Source passage:
========

McClellan, Torian Propose Foreclosure Protections For Virginians
Sen. Jennifer McClellan (D-Richmond) filed a bill late Wednesday that would provide more protections for people facing foreclosure.
Under Virginia’s current foreclosure law, a mortgage company only has to give 14 days notice before it auctions off someone’s home. McClellan’s bill would increase the notice requirement to 60 days. It would also require companies to educate homeowners about legal aid and financial resources to avoid a foreclosure auction. Del. Luke Torian (D-Dumfries) will carry the House version of the bill.
McClellan said her hope in proposing the changes is that more people can work with creditors to stay in their home, something that is only more important during a public health crisis.
“There was an affordable housing crisis before COVID and COVID has only made it worse,” McClellan said. “There’s a fierce urgency now, because of both [the] health and economic crises that many homeowners find themselves in.”
While 60 days may still not be long enough to help some people get back in good standing with a lender, housing advocates say everything helps when you’re working on a tight deadline.
Sha’ri Williams, a housing counselor at Housing Opportunities Made Equal of Virginia, works with homeowners who have received notice of an impending foreclosure sale. She said many of her clients come to her within five to seven days of an auction. At that point, Williams says, there’s not much that can be done.
“That’s not allowing us enough time to provide them with even alternative options to liquidate the property, if mortgage assistance is not a viable solution,” she said.
Williams said her organization could benefit from having more time to explain complicated legal proceedings to clients, and help them submit documentation to lenders for mortgage assistance or a payment plan.
She said the requirement that creditors provide homeowners with a list of housing counseling organizations can also speed up the process of getting people help.

========

[Referring expression data]

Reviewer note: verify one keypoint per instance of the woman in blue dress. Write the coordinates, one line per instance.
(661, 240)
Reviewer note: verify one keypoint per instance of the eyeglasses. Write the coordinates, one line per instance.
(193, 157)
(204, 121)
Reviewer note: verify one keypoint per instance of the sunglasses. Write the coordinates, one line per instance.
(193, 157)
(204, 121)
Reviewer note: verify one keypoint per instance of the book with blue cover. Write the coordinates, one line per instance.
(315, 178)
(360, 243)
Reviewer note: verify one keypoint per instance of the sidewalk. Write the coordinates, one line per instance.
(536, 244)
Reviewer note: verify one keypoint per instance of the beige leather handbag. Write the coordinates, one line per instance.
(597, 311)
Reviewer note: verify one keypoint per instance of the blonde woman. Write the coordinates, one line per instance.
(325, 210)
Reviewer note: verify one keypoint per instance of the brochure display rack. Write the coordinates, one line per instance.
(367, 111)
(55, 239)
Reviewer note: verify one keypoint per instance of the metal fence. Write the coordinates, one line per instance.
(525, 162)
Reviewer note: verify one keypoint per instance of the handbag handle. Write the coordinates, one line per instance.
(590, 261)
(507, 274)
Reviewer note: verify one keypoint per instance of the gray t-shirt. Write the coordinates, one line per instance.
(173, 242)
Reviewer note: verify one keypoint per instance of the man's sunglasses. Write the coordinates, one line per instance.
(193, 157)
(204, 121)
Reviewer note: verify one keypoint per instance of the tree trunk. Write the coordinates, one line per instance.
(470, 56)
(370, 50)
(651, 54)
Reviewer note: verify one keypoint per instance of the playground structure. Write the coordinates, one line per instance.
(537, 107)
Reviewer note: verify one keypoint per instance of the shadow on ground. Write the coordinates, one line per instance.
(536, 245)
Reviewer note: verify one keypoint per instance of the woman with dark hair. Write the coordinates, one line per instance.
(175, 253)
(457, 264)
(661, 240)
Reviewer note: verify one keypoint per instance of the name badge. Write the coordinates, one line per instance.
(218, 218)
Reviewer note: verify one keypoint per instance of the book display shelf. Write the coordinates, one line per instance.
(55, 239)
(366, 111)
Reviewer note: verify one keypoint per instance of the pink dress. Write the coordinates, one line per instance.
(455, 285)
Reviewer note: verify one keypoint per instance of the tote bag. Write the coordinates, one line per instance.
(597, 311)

========

Brief A: Condense the paragraph in the foreclosure article that begins "Under Virginia's current foreclosure law" into a short bulleted list that keeps its main facts.
Brief B: Carry the article on the proposed foreclosure protections forward from its last sentence.

Written response A:
- Current Virginia law: a mortgage company must give only 14 days' notice before auctioning someone's home.
- McClellan's bill would raise the notice requirement to 60 days.
- Companies would also have to tell homeowners about legal aid and financial resources for avoiding a foreclosure auction.
- Del. Luke Torian (D-Dumfries) will carry the House version.

Written response B:
“A lot of people just consider calling HUD, and then they get a runaround before they are even given a housing counseling agency,” she said. “I’m hoping that now they can know that housing counselors are right here, we are available to assist.”
The proposed changes to Virginia’s foreclosure law would also make it harder for creditors to go after the homes of low-income residents. The bill would ban circuit courts from forcing the sale of a property to satisfy a debt if the property is less than the median single-family home in that area. These exemptions would only apply to a home being used as the person’s primary residence.
A spokesperson for the Home Builders Association of Virginia said he had not reviewed the draft legislation as of Tuesday and could not comment. The Virginia Realtors Association did not respond to a request for comment.
As it is currently drafted, the bill from McClellan and Torian would also impact mobile home communities. The bill requires landlords to provide safe living conditions and puts a requirement on local governments to include the preservation and maintenance of mobile homes in their comprehensive plans “in recognition of the value of manufactured home communities as an important part of the stock of affordable housing.” It would also require landlords to provide notice to mobile home owners about their rights under law, and how they can set up a residents association.